Contour labeling entries:
## BEGIN

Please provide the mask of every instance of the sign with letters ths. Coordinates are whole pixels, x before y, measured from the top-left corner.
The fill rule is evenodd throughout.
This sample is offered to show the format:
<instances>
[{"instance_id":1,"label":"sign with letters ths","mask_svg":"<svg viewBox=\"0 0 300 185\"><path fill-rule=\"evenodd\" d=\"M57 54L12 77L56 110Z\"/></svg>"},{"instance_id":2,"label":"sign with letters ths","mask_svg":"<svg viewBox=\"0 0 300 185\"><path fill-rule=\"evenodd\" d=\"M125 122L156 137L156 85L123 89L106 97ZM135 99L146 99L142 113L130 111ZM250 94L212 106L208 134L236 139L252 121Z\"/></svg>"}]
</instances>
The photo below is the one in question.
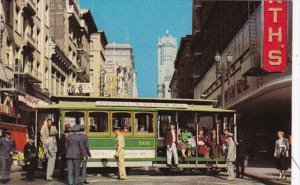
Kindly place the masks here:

## END

— TO DO —
Output all of the data exactly as it stands, minus any images.

— THE REPLY —
Please provide the mask of every instance of the sign with letters ths. Coordinates are whole pixels, x before y, measured from the top-left corner.
The fill rule is evenodd throughout.
This sample is offered to show the format:
<instances>
[{"instance_id":1,"label":"sign with letters ths","mask_svg":"<svg viewBox=\"0 0 300 185\"><path fill-rule=\"evenodd\" d=\"M57 54L12 77L56 110Z\"/></svg>"},{"instance_id":2,"label":"sign with letters ths","mask_svg":"<svg viewBox=\"0 0 300 185\"><path fill-rule=\"evenodd\" d=\"M125 122L156 137L156 85L123 89L106 97ZM135 99L146 99L142 113L130 111ZM250 94L212 106L208 134L236 139L252 121Z\"/></svg>"}]
</instances>
The photo below is the one in question.
Kindly place the masks here:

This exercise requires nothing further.